● GIVEN EXERCISE:
Render every line of the records below as a Markdown table with the columns "Row" and "Line", numbering the rows in order and omitting blank lines.

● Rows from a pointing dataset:
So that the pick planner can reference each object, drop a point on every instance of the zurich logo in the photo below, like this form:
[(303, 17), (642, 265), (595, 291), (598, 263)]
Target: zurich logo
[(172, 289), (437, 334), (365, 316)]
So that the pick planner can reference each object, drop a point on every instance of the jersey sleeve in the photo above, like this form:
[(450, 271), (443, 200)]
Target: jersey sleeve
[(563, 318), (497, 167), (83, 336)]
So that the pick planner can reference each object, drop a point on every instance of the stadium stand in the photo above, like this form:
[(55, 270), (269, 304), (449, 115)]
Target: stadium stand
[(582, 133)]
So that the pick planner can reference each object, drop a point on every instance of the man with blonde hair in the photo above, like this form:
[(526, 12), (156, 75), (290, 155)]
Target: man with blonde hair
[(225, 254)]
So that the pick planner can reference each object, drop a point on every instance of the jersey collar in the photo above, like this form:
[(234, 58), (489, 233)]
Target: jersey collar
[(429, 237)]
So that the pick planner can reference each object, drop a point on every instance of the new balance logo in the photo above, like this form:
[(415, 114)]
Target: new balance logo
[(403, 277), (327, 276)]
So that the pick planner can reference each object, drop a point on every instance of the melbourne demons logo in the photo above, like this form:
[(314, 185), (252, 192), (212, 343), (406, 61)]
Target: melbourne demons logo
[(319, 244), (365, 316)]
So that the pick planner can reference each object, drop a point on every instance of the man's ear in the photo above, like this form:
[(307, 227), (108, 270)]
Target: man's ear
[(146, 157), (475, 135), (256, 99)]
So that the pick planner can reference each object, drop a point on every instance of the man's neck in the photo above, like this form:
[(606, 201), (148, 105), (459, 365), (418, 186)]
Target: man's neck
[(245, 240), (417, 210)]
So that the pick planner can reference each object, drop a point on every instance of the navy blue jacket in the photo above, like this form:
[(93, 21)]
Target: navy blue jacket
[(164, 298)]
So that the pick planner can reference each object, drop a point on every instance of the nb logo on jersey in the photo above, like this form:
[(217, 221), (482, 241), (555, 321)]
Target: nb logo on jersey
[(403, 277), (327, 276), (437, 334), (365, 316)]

● TASK RESPONSE:
| Row | Line |
|---|---|
| 1 | So that the pick planner can reference each object, drop a point on every instance of the zurich logo in the photo below, like this form: |
| 2 | [(303, 17), (642, 265), (595, 291), (598, 263)] |
| 3 | Target: zurich logo |
| 4 | [(172, 289), (437, 334), (365, 316)] |
| 5 | So that the pick planner can reference each object, drop a point on every instance of the jersey sleeve in the photo above, like this form: |
| 6 | [(450, 271), (443, 200)] |
| 7 | Target: jersey sleeve |
| 8 | [(563, 318), (497, 167), (83, 336)] |
| 9 | So that the pick planner can reference each object, drop a point on every instance of the stadium stand in the photo above, like this form: |
| 10 | [(55, 270), (269, 304), (449, 115)] |
| 11 | Target: stadium stand |
| 12 | [(582, 133)] |
| 13 | So that the pick planner can reference each object, drop a point on every instance of the man with blonde hair in the photo above, like this form: |
| 14 | [(526, 12), (156, 75), (290, 155)] |
| 15 | Target: man with blonde hair |
| 16 | [(225, 254)] |
| 17 | So that the pick planner can reference each object, drop a point on every instance of the jersey collar in the photo above, like this form: |
| 18 | [(234, 58), (489, 233)] |
| 19 | Target: jersey collar |
| 20 | [(429, 237)] |
| 21 | So that the pick planner can reference each object, drop a point on every instance of the new balance logo in the photo above, like this form: |
| 22 | [(415, 114)] |
| 23 | Target: new balance logo |
| 24 | [(403, 277), (327, 276)] |
| 25 | So that the pick planner can reference each object, drop a point on every instance of the melbourne demons logo in the photo above, like this form: |
| 26 | [(314, 185), (252, 192), (212, 343), (406, 61)] |
| 27 | Target: melbourne demons logo |
| 28 | [(319, 244), (365, 316)] |
| 29 | So that the pick planner can reference each object, drop a point on every instance of the man's ear in the photo above, like this form: |
| 30 | [(307, 227), (108, 270)] |
| 31 | Target: man's ear |
| 32 | [(146, 157), (475, 135), (256, 99)] |
| 33 | So that the pick planner can reference each object, drop a point on every instance of the man's neck in the photo above, like this form: |
| 34 | [(606, 201), (148, 105), (459, 365), (418, 186)] |
| 35 | Target: man's neck |
| 36 | [(245, 240), (417, 210)] |
| 37 | So that the pick planner can reference each object, drop a point on every instance of the navy blue jacket in the photo above, like this form: |
| 38 | [(93, 21)] |
| 39 | Target: navy blue jacket |
| 40 | [(164, 298)] |
| 41 | So that the pick planner can reference each object, drop a point on every instance of the nb logo on jersey in the photo above, like this form: |
| 42 | [(217, 221), (482, 241), (555, 321)] |
| 43 | Target: nb logo on jersey |
| 44 | [(403, 277), (327, 276), (437, 334), (365, 316)] |